======== EXTRACT
Former Liberian Government Army General Charged in Philadelphia, United States, in connection with alleged war-time crimes

On Thursday, June 23, an indictment charging former Commanding General of the Armed Forces of Liberia (AFL), Moses Wright, was unsealed.

He was charged by the U.S. Attorney’s Office for the Eastern District of Pennsylvania with fraudulently attempting to obtain citizenship, fraud in immigration documents, false statements in relation to naturalization, and perjury in connection with his fraudulent attempt to obtain US citizenship.

Former General Wright is suspected of having lied to U.S. immigration authorities about atrocities he allegedly committed or ordered troops under his command to commit, including but not limited to: persecution of civilian noncombatant Gio and Mano tribesmen, murder of civilian noncombatants, assault of civilian noncombatants, false arrest of civilian noncombatants and false imprisonment of civilian noncombatants.

Former General Wright’s case is the fourth public criminal prosecution in Philadelphia in connection with the Liberian Civil Wars. It follows the 2017 conviction and 30-year prison sentence handed down to Mohammed Jabbateh, former ULIMO (United Liberation Movement of Liberia for Democracy) commander, and the 2018 conviction of Thomas Woewiyu, former spokesman and Minister for Defence of the NPFL (National Patriotic Front of Liberia), who died of COVID in April 2020 before he could be sentenced.

In March 2022, Sekou Kamara, allegedly a former LURD (Liberians United for Reconciliation and Democracy) high ranking commander was arrested in New York. He is accused of allegedly lying to the US immigration authorities about his purported role in the armed group.
================
======== SOURCE DATA
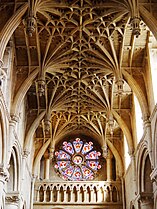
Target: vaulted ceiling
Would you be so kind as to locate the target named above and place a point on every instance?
================
▸ EXERCISE TASKS:
1 - According to the article on the Liberian general's indictment, what sentence was Mohammed Jabbateh given after his 2017 conviction?
2 - Write the next part of the article on the Liberian general's indictment, picking up after its final paragraph.

▸ SET OF ANSWERS:
1 - He was sentenced to 30 years in prison.

2 -
Civitas Maxima and its sister organization in Liberia, the Global Justice and Research Project (GJRP), have provided assistance to the U.S. authorities during these previous investigations by facilitating the travel of nearly 40 Liberian victims to Philadelphia to testify in court against Jabbateh and Woewiyu, and, in cooperation with external partners, undertook legal monitoring of both trials.

This is also the tenth public case since 2012 in relation to which Civitas Maxima and the GJRP have provided assistance, one way or another, to U.S. and European authorities.

If convicted, Moses Wright faces a maximum possible sentence of 165 years in prison and a USD 7 000 000 fine.

This case was investigated by the Homeland Security Investigations (HSI) Philadelphia Field Office with assistance from HSI’s Human Rights Violators and War Crimes Center in Washington D.C, the Pennsylvania Attorney General’s Office, and the United States Embassy in Liberia.

It is being prosecuted by Assistant U.S. Attorney Linwood C. Wright, Jr., and First Assistant U.S. Attorney Nelson S.T. Thayer, Jr.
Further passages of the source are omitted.